For the year ended 31 December 2020, under The Companies (Miscellaneous Reporting) Regulations 2019, the Company has applied the Wates Corporate Governance Principles for Large Private Companies (published by the Financial Reporting Council (‘FRC’) in December 2019 and available on the FRC website). The following paragraphs summarise how the Group has applied the principles over the past year:


Principle 1 – Purpose and leadership

At Helping Hands, we like to go above and beyond the typical way of providing home care. Unlike a traditional care agency, our service is managed from start to finish by a team of dedicated care managers local to the customer. The focus of the Board during much of 2020 has been on the Group’s response to the pandemic. The goal of being “trusted” is about ensuring that the Group has a reputation as one of the most trusted businesses anywhere, that it invests in its carers and customers, that it treats them fairly and that it manages its risks and delivers its promises, safely, on time, and at the right quality.


Principle 2 – Board composition

The Board comprises a separate Chairman and Chief Executive to ensure that the balance of responsibilities, accountabilities and decision making across the Group are maintained effectively, as well as a Group Managing Director, Chief Financial Officer, three independent non-executives and two family members (including the Chairman). This size and composition is appropriate to the Group’s large yet focused business. Independent non-executive directors bring experience in addition to perspectives and challenge from outside the sectors in which the Group operates.

* Task A
Answer these questions from the governance statement, one line each:
(i) When did the Financial Reporting Council publish the Wates Corporate Governance Principles for Large Private Companies?
(ii) Who manages the Helping Hands service from start to finish?
(iii) How many independent non-executives sit on the Board?
* Task B
Carry on the governance statement from its last sentence.

* Stored data
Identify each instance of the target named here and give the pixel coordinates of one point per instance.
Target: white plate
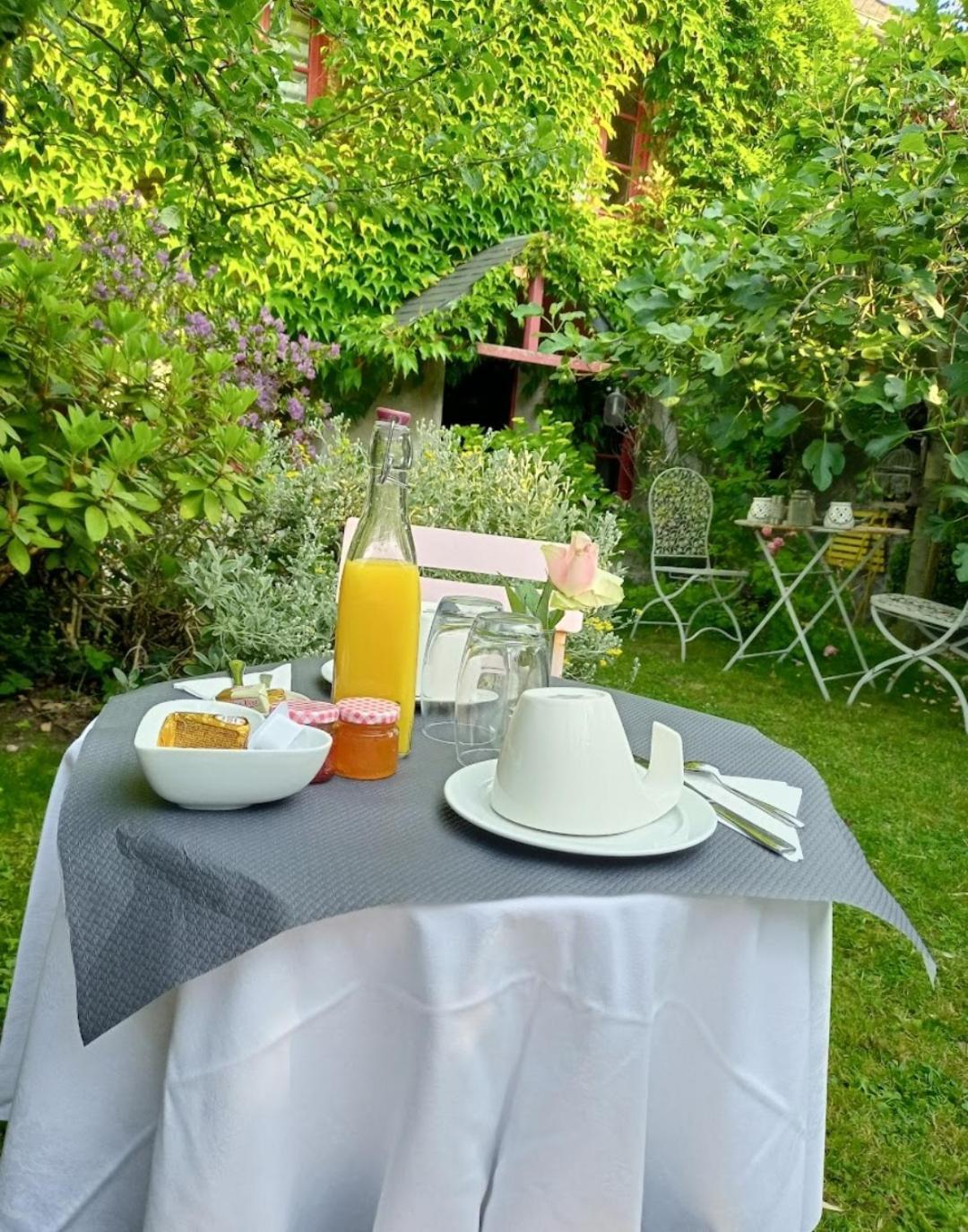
(690, 823)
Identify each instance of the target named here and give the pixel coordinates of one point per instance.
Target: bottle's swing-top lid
(388, 415)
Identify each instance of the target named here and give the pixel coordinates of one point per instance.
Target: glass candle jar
(367, 738)
(323, 715)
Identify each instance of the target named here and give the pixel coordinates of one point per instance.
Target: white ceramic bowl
(226, 777)
(566, 765)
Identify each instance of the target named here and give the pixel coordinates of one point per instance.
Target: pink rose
(572, 569)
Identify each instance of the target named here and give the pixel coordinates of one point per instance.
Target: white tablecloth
(563, 1064)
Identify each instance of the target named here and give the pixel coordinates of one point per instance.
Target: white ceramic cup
(566, 765)
(839, 516)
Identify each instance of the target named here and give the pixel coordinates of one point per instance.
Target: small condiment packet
(208, 688)
(276, 732)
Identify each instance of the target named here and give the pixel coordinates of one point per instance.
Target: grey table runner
(157, 895)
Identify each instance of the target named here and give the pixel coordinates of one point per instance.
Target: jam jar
(324, 716)
(367, 738)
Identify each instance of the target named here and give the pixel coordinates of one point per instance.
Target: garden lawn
(896, 1153)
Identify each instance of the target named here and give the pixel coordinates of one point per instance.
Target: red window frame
(315, 69)
(632, 173)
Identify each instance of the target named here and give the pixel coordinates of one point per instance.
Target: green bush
(266, 586)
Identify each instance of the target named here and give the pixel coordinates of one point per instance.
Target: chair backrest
(680, 511)
(470, 552)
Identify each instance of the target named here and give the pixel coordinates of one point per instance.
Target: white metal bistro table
(787, 583)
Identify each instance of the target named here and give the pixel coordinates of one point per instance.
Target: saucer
(691, 822)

* Written answer A
(i) December 2019
(ii) A team of dedicated care managers local to the customer
(iii) Three

* Written answer B
Principle 3 – Director responsibilities

The Board has a programme of eleven principal meetings every year. As part of every Group Board meeting, the governance of the Group is included as a standing agenda item. The Board’s key areas of focus in 2020 are noted in the ‘Directors’ statement of compliance with duty to promote the success of the Company (s172 statement)’ on page 3. The Board receives regular and timely information on all key aspects of the business, including health and safety, risks and opportunities, the financial performance of the business, strategy, operational matters, market conditions and sustainability, all supported by Key Performance Indicators (KPIs).


Principle 4 – Opportunity and risk

The Board seeks out opportunity whilst mitigating risk. The Company’s key operational risks and mitigations are outlined in the Strategic report (and are denoted as ‘Principal risks’).


Principle 5 – Remuneration

The Board’s primary objective is to set remuneration at a level that will enhance the Company’s resources by securing and retaining quality senior management who can deliver the Group’s strategic ambitions in a manner consistent with both its purpose and the interests of its shareholders.


Principle 6 – Stakeholders

The Board is clear that good governance and effective communication are essential on a day-to-day basis to enable the business to fulfil its purpose and to protect the Company’s brand, reputation and relationships with all its stakeholders including shareholders, customers, employees, suppliers, financial institutions and the communities in which it works.